__Given passage__:
[Start of section]
Assistant Professor

Shreejoy Tripathy

Brain and Therapeutics - Cellular neuroscience, genomics, neuroinformatics

PhD

Location
Centre for Addiction & Mental Health
Address
250 College, 12th floor, Toronto, Ontario Canada M5T 1R8
Appointment Status
Primary

Qualification

  • PhD in Neural Computation
  • BSc in Biomedical Engineering

Professional Memberships

  • Society for Neuroscience
  • Canadian Association for Neuroscience

Dr. Tripathy is an Independent Scientist at the Centre for Addiction and Mental Health and an Assistant Professor in the Department of Psychiatry at the University of Toronto. He did his Post-Doc at the University of British Columbia with Paul Pavlidis, where he worked on integrating neuron electrophysiology with cell type-specific gene expression. He received his PhD in Neural Computation from Carnegie Mellon University with Nathan Urban in 2013, on computational and neuroinformatics methods for studying the electrophysiological diversity of neurons throughout the brain. He received is BSc in Biomedical Engineering from Johns Hopkins University in 2008.
[End of section]
__Required work__:
A. Translate this sentence from the faculty profile into Spanish: "He did his Post-Doc at the University of British Columbia with Paul Pavlidis, where he worked on integrating neuron electrophysiology with cell type-specific gene expression."
B. From the faculty profile, extract the words starting at "Professional Memberships" and ending after "University in 2008.".
The entries that come next are separate material and are not part of the faculty profile.

__Data extracts__:
[Start of section]
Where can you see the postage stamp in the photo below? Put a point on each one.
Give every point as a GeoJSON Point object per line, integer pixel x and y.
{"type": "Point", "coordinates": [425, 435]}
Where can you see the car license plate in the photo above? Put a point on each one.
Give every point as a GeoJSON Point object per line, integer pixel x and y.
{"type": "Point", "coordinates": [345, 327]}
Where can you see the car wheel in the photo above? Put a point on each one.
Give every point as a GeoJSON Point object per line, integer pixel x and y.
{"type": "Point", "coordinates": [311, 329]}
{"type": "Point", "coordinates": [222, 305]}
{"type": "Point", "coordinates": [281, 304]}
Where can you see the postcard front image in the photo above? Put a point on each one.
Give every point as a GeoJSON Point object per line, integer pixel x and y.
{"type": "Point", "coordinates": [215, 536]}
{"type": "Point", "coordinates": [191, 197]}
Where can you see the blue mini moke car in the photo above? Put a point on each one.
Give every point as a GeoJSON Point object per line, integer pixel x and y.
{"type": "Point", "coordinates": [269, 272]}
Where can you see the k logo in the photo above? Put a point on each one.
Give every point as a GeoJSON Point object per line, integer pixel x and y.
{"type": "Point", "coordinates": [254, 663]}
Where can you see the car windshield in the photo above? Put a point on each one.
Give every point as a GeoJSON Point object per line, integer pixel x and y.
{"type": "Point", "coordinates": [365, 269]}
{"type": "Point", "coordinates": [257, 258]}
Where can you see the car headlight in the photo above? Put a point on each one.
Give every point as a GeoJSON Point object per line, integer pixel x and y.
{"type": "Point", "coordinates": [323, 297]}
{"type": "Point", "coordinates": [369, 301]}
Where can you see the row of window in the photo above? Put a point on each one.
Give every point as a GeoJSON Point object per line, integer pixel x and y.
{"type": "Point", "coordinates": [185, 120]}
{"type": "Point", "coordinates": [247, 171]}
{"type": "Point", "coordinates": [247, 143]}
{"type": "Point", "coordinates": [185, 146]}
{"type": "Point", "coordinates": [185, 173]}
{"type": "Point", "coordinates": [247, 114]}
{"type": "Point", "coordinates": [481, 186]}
[End of section]
[Start of section]
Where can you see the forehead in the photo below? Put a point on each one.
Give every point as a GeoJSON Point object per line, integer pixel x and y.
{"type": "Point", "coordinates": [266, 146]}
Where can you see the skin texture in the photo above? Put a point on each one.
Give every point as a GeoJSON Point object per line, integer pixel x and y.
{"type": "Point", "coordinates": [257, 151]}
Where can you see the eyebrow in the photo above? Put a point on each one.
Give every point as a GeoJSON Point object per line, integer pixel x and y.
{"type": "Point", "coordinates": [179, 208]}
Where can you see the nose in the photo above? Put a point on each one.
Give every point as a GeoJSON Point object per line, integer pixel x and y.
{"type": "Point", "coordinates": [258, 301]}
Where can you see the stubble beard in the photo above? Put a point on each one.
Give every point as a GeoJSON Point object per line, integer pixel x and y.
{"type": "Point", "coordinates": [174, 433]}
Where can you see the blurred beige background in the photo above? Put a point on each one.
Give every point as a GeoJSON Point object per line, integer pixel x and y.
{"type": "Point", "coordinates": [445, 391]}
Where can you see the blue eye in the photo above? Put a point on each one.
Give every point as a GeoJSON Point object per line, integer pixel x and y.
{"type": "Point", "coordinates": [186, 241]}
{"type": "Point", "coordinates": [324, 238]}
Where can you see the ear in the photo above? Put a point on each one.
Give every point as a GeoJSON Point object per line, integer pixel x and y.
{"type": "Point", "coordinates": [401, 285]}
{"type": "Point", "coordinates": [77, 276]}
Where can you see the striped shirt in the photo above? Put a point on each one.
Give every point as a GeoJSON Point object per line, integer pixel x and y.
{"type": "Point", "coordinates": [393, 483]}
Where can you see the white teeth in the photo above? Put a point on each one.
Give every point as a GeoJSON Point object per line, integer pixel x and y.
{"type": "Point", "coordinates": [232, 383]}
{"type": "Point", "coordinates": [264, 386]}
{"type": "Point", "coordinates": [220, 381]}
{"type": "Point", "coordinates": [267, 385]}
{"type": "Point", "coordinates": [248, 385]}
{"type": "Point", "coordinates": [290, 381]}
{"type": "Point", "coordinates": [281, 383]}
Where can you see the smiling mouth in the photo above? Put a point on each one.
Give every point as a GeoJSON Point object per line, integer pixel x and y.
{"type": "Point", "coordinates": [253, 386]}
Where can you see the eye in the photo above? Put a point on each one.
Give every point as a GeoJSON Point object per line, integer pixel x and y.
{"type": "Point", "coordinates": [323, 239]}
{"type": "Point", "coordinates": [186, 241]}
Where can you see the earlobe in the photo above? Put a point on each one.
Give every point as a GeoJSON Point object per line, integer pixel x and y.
[End of section]
[Start of section]
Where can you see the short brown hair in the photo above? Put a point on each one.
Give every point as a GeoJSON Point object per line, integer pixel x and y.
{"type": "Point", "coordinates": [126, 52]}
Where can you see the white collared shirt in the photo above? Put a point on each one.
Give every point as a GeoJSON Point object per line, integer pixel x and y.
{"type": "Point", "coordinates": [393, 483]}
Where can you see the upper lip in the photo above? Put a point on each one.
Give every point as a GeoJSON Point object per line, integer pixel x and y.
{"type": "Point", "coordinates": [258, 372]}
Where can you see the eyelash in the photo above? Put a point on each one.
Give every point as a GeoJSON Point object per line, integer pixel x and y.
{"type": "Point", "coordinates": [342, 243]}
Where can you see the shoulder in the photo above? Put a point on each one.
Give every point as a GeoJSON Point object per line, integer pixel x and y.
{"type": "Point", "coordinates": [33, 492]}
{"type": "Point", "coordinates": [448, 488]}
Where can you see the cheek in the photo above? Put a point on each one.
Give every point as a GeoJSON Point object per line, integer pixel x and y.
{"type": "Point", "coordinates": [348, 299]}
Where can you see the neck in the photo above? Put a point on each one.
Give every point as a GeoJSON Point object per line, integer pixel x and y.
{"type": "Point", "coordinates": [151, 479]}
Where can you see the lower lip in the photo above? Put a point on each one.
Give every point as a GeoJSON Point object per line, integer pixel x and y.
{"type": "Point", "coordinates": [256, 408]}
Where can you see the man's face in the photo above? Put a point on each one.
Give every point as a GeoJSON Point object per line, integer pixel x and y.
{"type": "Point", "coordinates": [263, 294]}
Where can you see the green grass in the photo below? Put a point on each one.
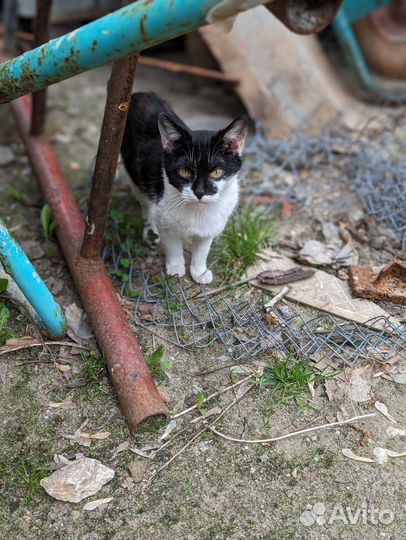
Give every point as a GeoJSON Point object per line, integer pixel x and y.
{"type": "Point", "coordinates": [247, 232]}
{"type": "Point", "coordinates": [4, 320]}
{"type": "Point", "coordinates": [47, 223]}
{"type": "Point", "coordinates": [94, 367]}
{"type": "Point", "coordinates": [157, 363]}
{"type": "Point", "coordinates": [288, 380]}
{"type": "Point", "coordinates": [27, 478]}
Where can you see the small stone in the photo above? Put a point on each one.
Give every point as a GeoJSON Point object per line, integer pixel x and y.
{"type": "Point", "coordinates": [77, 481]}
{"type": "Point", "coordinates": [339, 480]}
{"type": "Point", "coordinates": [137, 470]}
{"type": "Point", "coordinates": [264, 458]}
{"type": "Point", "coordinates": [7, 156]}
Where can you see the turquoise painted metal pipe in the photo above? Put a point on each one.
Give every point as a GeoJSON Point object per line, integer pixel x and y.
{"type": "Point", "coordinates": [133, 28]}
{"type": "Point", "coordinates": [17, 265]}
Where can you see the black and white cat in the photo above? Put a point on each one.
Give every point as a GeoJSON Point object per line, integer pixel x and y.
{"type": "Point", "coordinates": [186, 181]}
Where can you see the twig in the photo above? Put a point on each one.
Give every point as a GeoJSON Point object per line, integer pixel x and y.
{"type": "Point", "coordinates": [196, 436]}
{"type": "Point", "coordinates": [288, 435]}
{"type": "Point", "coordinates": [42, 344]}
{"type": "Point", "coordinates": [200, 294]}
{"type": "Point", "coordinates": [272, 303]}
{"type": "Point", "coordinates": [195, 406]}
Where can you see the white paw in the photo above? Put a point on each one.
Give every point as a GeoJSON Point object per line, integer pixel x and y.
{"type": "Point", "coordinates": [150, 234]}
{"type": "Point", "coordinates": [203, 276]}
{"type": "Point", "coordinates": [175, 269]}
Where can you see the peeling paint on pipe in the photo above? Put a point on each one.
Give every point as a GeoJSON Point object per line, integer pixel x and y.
[End of section]
__Solutions to each task__:
A. Realizó su posdoctorado en la Universidad de Columbia Británica con Paul Pavlidis, donde trabajó en la integración de la electrofisiología neuronal con la expresión génica específica de tipo celular.

B.
Professional Memberships

  • Society for Neuroscience
  • Canadian Association for Neuroscience

Dr. Tripathy is an Independent Scientist at the Centre for Addiction and Mental Health and an Assistant Professor in the Department of Psychiatry at the University of Toronto. He did his Post-Doc at the University of British Columbia with Paul Pavlidis, where he worked on integrating neuron electrophysiology with cell type-specific gene expression. He received his PhD in Neural Computation from Carnegie Mellon University with Nathan Urban in 2013, on computational and neuroinformatics methods for studying the electrophysiological diversity of neurons throughout the brain. He received is BSc in Biomedical Engineering from Johns Hopkins University in 2008.